#### Selection:
# Shorts under shorts?



## mkjaekmi (Jan 5, 2008)

What are those tight shorts that the players wear under their shorts? Where can I buy them?


----------



## Jizzy (Aug 24, 2005)

they are called compression shorts and why the hell do you want them?


----------



## Adam (Jan 28, 2003)

Jizzy said:


> they are called compression shorts and why the hell do you want them?


Jizzy goes commando when he balls?


----------



## Jizzy (Aug 24, 2005)

adam said:


> Jizzy goes commando when he balls?


boxers? i assume athletes substitute them from having to wear boxers underneath


----------



## Adam (Jan 28, 2003)

**** the compression shorts. Only way to ball is with a stache, Kidd style.


----------



## Jizzy (Aug 24, 2005)

adam said:


> **** the compression shorts. Only way to ball is with a stache, Kidd style.


ha, he had that **** Pink Panther style


----------



## mkjaekmi (Jan 5, 2008)

Why do most players wear them?


----------



## LameR (Jan 4, 2004)

mkjaekmi said:


> Why do most players wear them?


Do you really want an in-detail explanation? Boxers easily ride up in athletic activity. There are other anatomical reasons, but that's as far as I'm going to go into that area.

#### Stored rows:

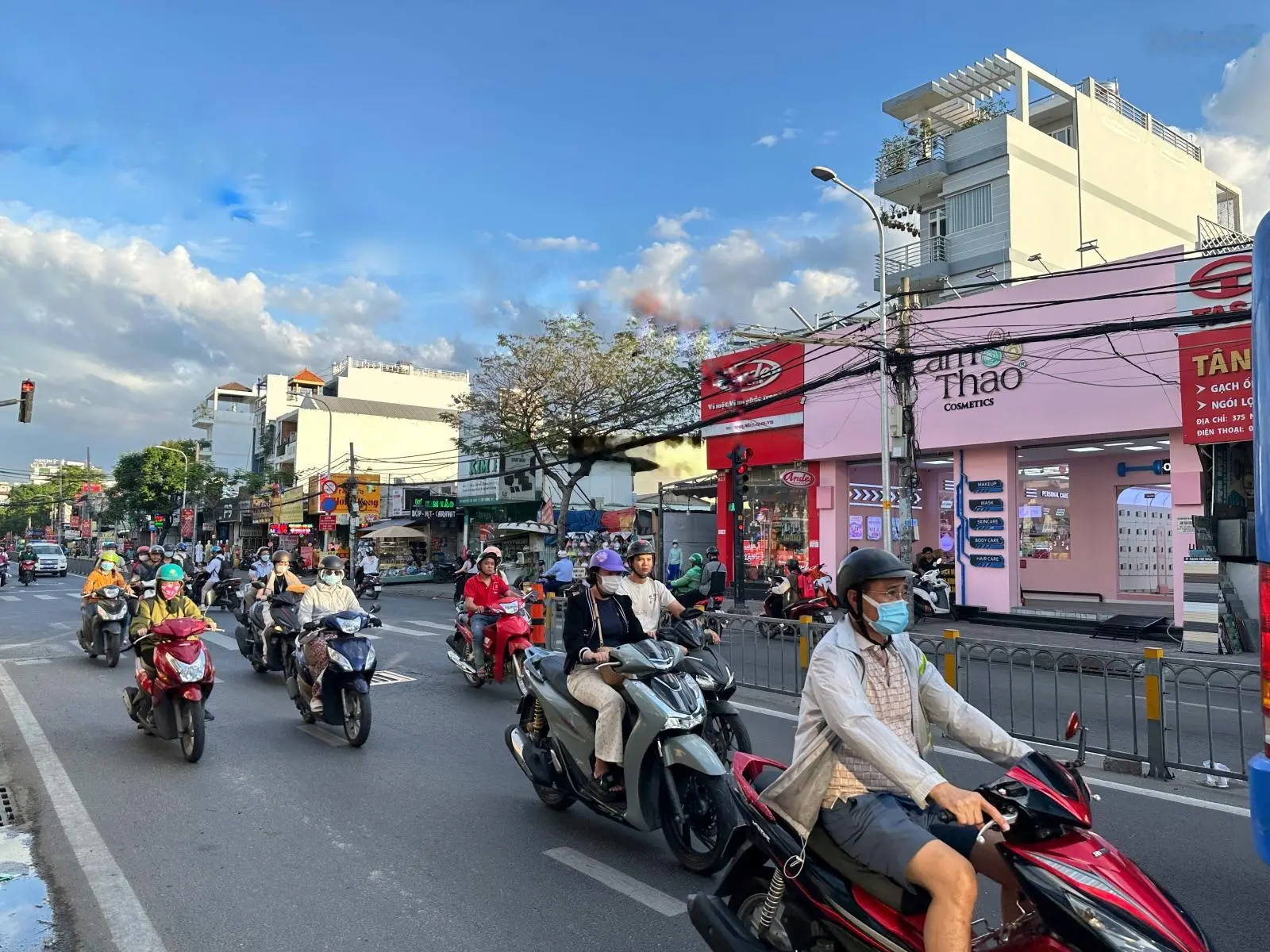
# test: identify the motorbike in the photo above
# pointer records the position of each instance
(1085, 895)
(171, 704)
(723, 727)
(346, 687)
(268, 651)
(933, 598)
(506, 641)
(673, 778)
(368, 585)
(102, 624)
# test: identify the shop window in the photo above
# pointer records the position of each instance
(1045, 513)
(775, 522)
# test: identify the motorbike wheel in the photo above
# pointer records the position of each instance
(194, 730)
(357, 717)
(710, 816)
(728, 735)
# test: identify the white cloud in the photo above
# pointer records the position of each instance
(552, 244)
(772, 140)
(1236, 137)
(671, 228)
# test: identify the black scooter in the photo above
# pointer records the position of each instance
(723, 727)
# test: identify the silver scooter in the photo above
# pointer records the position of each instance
(673, 778)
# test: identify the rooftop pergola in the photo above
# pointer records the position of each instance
(950, 102)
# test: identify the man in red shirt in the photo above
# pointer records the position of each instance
(484, 588)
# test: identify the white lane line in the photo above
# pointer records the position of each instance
(1092, 781)
(619, 881)
(125, 916)
(313, 730)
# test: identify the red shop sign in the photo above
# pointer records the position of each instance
(1216, 374)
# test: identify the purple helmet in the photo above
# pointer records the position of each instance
(609, 560)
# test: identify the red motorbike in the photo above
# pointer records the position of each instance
(1085, 895)
(506, 641)
(171, 704)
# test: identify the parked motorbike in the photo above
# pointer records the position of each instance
(673, 778)
(723, 727)
(505, 644)
(346, 687)
(101, 630)
(171, 704)
(368, 585)
(933, 598)
(1085, 895)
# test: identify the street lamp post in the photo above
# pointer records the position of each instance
(184, 480)
(825, 175)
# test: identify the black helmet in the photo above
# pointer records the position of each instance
(865, 565)
(638, 549)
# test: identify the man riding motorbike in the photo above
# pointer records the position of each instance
(860, 755)
(649, 597)
(483, 589)
(171, 602)
(328, 597)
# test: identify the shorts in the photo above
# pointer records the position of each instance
(886, 831)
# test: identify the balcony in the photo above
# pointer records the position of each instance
(1210, 236)
(910, 168)
(924, 263)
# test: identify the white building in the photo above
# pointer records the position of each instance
(1064, 177)
(226, 416)
(389, 412)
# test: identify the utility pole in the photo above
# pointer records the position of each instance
(351, 494)
(907, 390)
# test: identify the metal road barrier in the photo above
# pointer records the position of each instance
(1168, 714)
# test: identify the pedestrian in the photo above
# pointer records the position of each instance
(673, 562)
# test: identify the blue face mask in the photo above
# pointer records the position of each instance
(892, 617)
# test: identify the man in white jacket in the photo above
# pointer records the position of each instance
(328, 597)
(860, 765)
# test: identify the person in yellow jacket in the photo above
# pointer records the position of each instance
(169, 602)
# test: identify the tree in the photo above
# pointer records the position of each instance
(568, 395)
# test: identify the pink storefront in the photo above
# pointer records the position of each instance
(1048, 471)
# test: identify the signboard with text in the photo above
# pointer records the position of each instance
(1216, 378)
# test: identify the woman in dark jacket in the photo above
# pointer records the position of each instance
(595, 620)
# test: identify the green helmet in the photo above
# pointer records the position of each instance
(171, 573)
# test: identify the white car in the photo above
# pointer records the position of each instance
(50, 559)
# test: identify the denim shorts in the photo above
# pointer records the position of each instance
(886, 831)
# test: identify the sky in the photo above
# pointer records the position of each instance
(192, 194)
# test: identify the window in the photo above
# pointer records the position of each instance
(971, 209)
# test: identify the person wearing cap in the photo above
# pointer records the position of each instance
(596, 619)
(328, 597)
(484, 588)
(861, 750)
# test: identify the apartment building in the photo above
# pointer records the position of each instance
(1003, 171)
(226, 416)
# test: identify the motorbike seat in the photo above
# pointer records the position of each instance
(552, 672)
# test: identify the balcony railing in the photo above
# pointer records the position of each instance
(899, 156)
(1210, 236)
(924, 251)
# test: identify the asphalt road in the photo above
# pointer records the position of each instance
(425, 838)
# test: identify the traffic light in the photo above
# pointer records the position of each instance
(27, 400)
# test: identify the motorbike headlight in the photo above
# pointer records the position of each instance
(338, 659)
(192, 672)
(683, 724)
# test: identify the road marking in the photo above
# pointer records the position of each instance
(313, 730)
(619, 881)
(125, 916)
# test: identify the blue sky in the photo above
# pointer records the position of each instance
(404, 144)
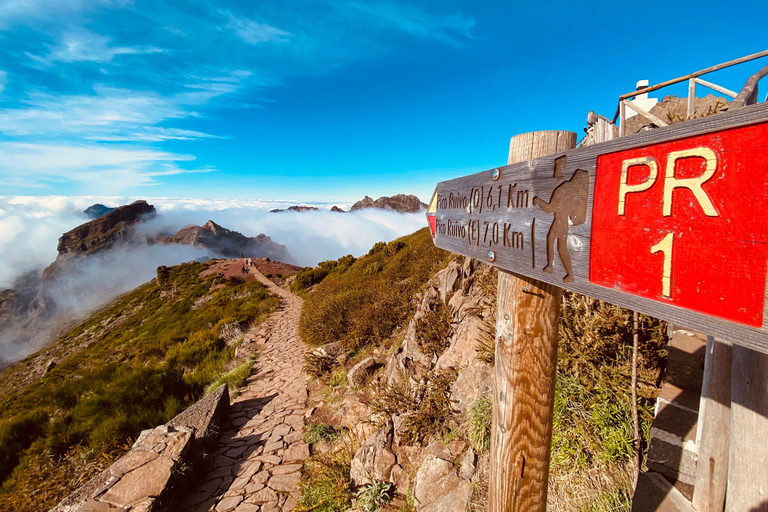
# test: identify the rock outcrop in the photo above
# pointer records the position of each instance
(231, 243)
(97, 210)
(106, 231)
(140, 478)
(295, 209)
(673, 110)
(400, 203)
(440, 476)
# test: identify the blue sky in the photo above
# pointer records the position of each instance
(319, 100)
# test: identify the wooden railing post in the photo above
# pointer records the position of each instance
(747, 467)
(528, 312)
(714, 428)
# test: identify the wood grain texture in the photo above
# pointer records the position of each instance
(748, 461)
(713, 428)
(528, 312)
(537, 174)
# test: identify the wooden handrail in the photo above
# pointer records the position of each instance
(705, 71)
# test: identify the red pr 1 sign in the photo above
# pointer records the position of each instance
(671, 222)
(685, 223)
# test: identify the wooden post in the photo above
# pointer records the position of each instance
(748, 463)
(528, 312)
(713, 428)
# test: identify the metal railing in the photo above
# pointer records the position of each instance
(693, 80)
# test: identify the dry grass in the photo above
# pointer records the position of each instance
(603, 488)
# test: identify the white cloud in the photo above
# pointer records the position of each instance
(253, 32)
(13, 11)
(31, 225)
(86, 46)
(94, 168)
(30, 228)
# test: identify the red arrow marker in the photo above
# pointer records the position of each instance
(431, 214)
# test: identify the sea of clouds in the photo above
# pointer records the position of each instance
(30, 228)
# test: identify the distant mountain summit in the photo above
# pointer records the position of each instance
(231, 243)
(97, 210)
(107, 230)
(296, 208)
(38, 303)
(399, 202)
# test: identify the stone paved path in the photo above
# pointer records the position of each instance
(262, 449)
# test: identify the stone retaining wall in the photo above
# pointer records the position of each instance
(136, 481)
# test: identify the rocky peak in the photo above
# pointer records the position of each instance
(399, 202)
(231, 243)
(97, 210)
(106, 231)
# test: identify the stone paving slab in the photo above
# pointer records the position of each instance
(256, 468)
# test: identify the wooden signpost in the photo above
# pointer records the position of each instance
(672, 223)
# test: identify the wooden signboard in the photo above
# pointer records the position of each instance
(671, 222)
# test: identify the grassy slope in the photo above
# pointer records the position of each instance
(133, 365)
(592, 452)
(361, 304)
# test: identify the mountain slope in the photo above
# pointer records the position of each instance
(130, 366)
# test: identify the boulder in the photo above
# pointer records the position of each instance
(359, 373)
(374, 460)
(437, 487)
(473, 382)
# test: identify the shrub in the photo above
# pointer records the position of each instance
(394, 246)
(486, 345)
(318, 366)
(317, 432)
(426, 406)
(325, 483)
(234, 378)
(479, 424)
(359, 310)
(374, 496)
(131, 366)
(308, 277)
(373, 268)
(377, 248)
(433, 330)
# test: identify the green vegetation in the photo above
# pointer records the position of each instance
(133, 365)
(234, 378)
(593, 453)
(433, 330)
(359, 306)
(479, 424)
(592, 447)
(308, 276)
(318, 432)
(374, 496)
(425, 406)
(325, 483)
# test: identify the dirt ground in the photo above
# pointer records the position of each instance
(277, 271)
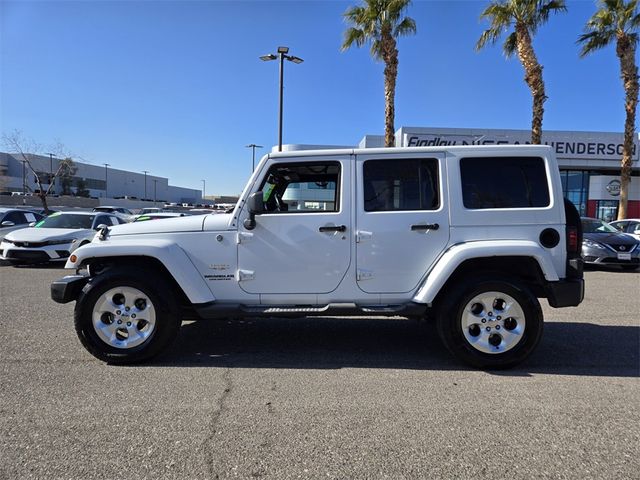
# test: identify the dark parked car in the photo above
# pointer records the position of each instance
(602, 244)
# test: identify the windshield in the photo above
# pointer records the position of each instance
(66, 220)
(597, 226)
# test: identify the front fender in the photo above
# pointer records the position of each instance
(457, 254)
(174, 259)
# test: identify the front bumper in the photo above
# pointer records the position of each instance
(67, 289)
(48, 253)
(599, 256)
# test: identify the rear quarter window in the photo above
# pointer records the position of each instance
(504, 182)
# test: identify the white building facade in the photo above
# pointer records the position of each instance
(101, 181)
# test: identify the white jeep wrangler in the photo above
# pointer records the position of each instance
(468, 236)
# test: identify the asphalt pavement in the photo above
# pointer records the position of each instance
(319, 398)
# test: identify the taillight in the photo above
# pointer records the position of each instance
(572, 240)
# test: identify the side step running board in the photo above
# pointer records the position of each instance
(222, 310)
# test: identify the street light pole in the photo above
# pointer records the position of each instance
(51, 179)
(106, 165)
(253, 146)
(282, 55)
(145, 184)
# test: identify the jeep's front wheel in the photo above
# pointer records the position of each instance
(490, 323)
(125, 316)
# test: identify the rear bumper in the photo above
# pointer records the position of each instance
(68, 288)
(565, 293)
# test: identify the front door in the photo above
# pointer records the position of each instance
(300, 245)
(402, 223)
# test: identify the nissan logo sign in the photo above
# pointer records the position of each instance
(613, 187)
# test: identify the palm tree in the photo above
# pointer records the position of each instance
(525, 17)
(380, 22)
(619, 20)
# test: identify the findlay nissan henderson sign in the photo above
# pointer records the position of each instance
(604, 146)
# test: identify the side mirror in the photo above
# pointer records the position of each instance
(255, 206)
(255, 203)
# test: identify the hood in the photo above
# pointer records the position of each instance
(611, 238)
(48, 234)
(191, 223)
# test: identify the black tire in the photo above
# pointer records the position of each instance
(457, 306)
(154, 288)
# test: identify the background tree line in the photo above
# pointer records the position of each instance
(381, 22)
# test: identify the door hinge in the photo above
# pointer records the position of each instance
(245, 275)
(243, 237)
(362, 235)
(364, 274)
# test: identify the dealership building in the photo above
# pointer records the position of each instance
(589, 165)
(101, 181)
(589, 161)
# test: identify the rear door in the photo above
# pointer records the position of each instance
(402, 223)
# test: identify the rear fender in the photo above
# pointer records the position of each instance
(457, 254)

#### Given task:
In one to three sentences, explain why the thread on compression shorts says players wear them in place of boxers. The material comes from a different source than the thread.

#### Solution to this task:
Boxers easily ride up during athletic activity, so athletes wear compression shorts underneath instead. One reply adds that there are other anatomical reasons but doesn't describe them.